# Start of MATERIAL FOR THE TASK
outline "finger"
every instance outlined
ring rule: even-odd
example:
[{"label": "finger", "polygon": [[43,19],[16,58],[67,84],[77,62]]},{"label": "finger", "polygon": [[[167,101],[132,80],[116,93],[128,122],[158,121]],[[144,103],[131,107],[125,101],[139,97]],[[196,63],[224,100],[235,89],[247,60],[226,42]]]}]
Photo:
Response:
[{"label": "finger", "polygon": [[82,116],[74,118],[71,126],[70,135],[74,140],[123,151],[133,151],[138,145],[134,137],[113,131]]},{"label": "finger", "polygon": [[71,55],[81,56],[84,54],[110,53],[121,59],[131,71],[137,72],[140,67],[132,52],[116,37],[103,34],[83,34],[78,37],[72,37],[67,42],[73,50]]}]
# End of MATERIAL FOR THE TASK
Exactly reproduce all of the entries.

## TASK ANSWER
outline "finger"
every instance outlined
ring rule: even-odd
example:
[{"label": "finger", "polygon": [[43,19],[16,58],[67,84],[77,62]]},{"label": "finger", "polygon": [[[167,101],[132,80],[116,93],[128,122],[158,121]],[[144,103],[131,107],[125,101],[139,97]],[[196,63],[224,100],[235,89],[247,60],[226,42]]]}]
Photo:
Response:
[{"label": "finger", "polygon": [[82,116],[74,118],[71,126],[70,135],[74,140],[123,151],[133,151],[138,145],[134,137],[113,131]]},{"label": "finger", "polygon": [[71,55],[81,56],[84,54],[110,53],[121,59],[131,71],[137,72],[140,67],[132,52],[116,37],[103,34],[83,34],[78,37],[72,37],[67,42],[73,50]]}]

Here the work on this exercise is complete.